**Task instructions**
Copy the listing from the line containing "Target = water reflection" through the end of the listing, both ends included, with the requests kept. Add -39 to every x and y coordinate in the answers.

**Material**
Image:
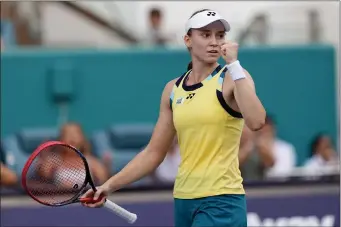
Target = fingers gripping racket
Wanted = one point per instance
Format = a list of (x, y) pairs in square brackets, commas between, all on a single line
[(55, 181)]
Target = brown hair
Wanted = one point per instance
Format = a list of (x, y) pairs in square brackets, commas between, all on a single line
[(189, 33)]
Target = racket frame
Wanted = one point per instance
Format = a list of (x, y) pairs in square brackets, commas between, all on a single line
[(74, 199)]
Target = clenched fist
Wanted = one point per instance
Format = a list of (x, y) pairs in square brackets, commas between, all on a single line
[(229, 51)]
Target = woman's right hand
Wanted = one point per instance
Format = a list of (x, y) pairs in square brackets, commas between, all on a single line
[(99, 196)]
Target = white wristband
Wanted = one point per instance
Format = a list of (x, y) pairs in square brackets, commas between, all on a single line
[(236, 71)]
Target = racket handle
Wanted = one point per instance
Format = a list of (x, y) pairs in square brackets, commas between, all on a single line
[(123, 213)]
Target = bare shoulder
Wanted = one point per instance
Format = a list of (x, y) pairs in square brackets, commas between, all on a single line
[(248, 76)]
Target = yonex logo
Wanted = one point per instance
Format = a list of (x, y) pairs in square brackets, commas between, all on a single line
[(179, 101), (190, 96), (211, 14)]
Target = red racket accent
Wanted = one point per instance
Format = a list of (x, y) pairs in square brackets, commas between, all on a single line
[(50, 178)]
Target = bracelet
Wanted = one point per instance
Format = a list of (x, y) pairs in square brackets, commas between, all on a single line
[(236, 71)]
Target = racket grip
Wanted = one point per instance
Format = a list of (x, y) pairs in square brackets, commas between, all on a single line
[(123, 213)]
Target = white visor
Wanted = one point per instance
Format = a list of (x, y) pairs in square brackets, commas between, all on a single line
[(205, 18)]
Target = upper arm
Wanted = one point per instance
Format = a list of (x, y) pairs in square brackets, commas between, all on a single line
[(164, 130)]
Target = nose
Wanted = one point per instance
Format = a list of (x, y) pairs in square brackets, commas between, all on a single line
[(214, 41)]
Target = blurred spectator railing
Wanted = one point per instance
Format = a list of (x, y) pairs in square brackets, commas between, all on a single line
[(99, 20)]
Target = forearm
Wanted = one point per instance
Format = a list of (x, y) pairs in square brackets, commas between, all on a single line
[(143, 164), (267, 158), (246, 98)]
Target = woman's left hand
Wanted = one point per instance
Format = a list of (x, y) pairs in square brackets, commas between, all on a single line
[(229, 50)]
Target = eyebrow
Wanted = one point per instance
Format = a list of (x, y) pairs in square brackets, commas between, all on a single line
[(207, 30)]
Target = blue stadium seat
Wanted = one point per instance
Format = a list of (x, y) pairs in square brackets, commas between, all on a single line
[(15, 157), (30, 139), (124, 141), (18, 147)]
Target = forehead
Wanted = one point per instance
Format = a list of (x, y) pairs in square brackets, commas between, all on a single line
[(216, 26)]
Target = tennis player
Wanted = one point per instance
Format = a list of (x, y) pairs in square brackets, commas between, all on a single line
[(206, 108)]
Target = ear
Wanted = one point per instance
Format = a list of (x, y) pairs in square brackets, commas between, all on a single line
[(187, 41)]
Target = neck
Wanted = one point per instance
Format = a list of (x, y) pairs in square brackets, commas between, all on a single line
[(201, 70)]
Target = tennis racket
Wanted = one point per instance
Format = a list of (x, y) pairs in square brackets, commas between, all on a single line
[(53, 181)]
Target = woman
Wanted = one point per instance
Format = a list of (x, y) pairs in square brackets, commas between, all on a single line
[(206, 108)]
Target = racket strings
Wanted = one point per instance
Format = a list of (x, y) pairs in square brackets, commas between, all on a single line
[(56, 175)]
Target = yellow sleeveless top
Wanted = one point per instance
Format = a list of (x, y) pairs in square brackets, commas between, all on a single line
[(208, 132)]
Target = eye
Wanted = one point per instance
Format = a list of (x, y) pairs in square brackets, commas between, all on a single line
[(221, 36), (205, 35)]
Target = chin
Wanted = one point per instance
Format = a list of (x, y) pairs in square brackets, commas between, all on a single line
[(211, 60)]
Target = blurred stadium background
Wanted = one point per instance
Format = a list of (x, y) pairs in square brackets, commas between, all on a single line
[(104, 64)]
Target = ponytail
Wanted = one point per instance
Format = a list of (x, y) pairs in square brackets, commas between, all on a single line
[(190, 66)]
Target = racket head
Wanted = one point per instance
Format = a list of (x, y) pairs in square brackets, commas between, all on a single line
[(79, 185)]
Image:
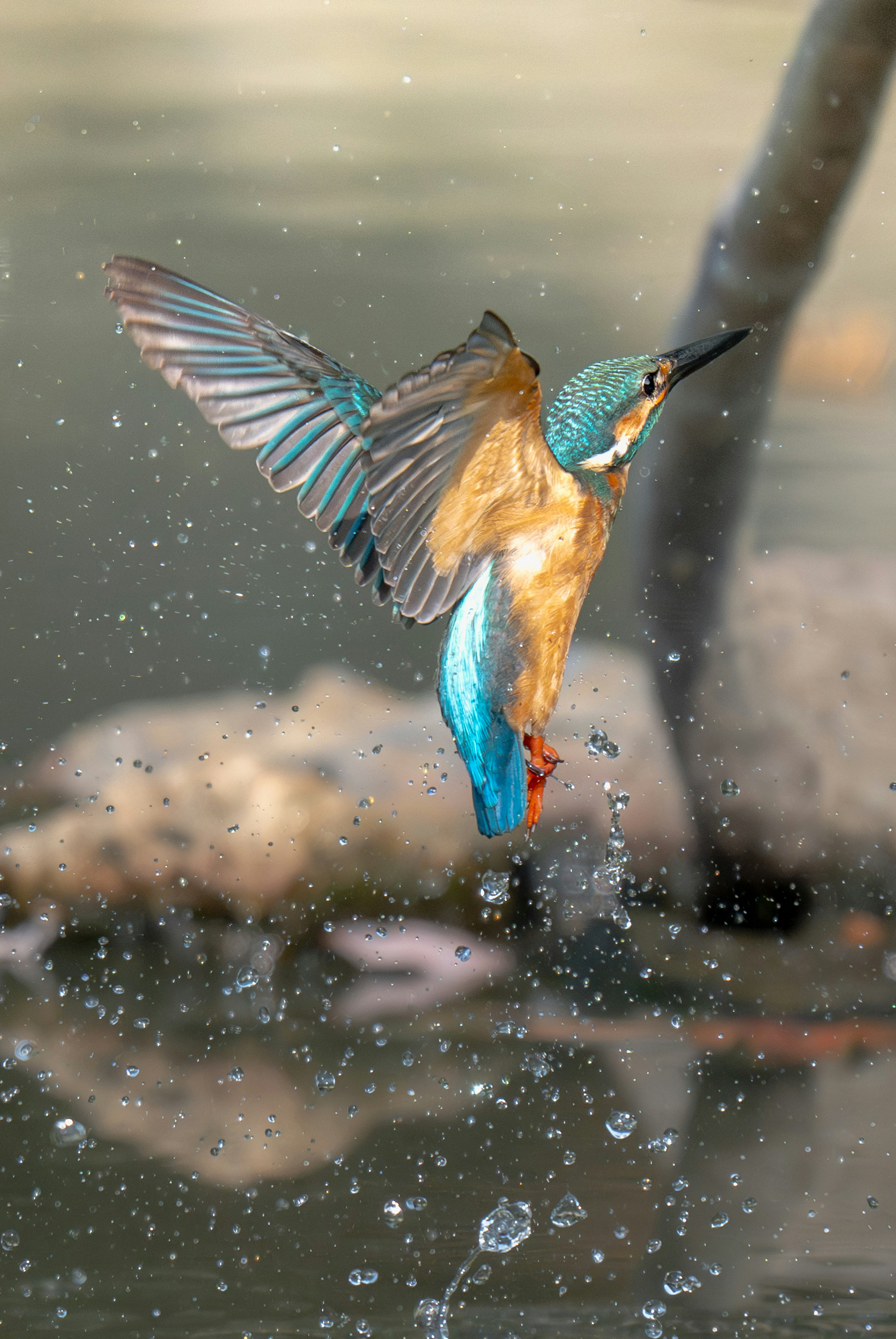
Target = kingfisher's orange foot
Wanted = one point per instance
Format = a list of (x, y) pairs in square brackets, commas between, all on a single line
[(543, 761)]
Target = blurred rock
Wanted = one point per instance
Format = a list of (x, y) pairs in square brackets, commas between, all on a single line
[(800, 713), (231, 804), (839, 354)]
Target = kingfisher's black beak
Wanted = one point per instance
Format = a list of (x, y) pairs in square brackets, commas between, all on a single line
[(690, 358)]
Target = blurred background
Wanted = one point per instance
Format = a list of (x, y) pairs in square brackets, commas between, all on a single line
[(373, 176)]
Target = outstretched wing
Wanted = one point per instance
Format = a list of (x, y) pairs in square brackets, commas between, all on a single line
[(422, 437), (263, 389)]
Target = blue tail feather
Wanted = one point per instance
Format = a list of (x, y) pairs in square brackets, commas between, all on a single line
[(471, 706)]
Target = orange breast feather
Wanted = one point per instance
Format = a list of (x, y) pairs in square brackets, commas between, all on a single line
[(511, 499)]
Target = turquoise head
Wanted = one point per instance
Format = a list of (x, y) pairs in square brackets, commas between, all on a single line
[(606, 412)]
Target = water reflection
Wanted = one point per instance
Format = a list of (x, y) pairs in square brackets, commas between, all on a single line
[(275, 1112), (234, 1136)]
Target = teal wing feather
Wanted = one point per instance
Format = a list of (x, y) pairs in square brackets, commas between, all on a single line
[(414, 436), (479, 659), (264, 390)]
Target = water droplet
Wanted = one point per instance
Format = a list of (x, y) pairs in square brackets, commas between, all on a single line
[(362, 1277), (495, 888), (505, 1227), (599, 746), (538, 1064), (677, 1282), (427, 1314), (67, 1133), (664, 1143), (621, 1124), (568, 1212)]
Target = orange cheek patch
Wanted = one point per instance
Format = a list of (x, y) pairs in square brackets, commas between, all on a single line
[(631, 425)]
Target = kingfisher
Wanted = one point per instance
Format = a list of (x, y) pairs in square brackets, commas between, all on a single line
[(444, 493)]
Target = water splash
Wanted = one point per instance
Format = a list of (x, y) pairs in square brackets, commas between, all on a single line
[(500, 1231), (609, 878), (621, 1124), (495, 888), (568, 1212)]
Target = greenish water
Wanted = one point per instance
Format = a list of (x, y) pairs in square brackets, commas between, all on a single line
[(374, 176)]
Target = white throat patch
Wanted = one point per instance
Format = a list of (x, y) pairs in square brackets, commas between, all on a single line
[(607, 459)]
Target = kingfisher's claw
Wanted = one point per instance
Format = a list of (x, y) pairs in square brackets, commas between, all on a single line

**Final result**
Target = water reflection
Wanted = one point per instance
Format = a list of (x, y) pairs in square brackets, commas between, all on a single line
[(236, 1073), (195, 1097)]
Target = teal wing feather
Wanted = one point per instance
Format = a list of (x, y) pairs in square brackets, commas between, all on a single line
[(375, 397), (440, 620), (225, 351)]
Target = water droplet
Wanted = one point per instance
Format = a list of (x, y) pairs in square brackets, commas between, all on a single line
[(323, 1238), (456, 849), (466, 1188), (560, 707), (499, 1025), (638, 1243), (388, 1275), (28, 1094), (625, 1104), (582, 1085), (529, 1173)]
Target = orange cheek patch
Wanted = one point per instance
Format = a list of (x, y) pairs in square brackets, commas between, all on a single line
[(592, 386)]
Target = kingfisher
Wanted = one point per instance
Format = a list of (x, y) pairs in square brackets, commas between, all on a single line
[(405, 454)]
Target = water splash
Wanted = one point per instance
Format = a list of (x, y) pairs in square brackets, commas between, all on a single line
[(461, 1192), (570, 839), (582, 1085), (456, 849), (529, 1173)]
Target = greenish water
Wanted = one point per instance
Format = a list of (x, y) pairs in square brackets, commas between, all on a single line
[(335, 137)]
Target = white throat patch
Wanted = one point per instance
Format = a list of (x, y) pairs in square brackets, commas between, all on a single line
[(568, 420)]
Target = kingfisher's claw
Wanted = one point per instance
Format = a list of (x, y) pairs in square brackets, commas between, all on a single line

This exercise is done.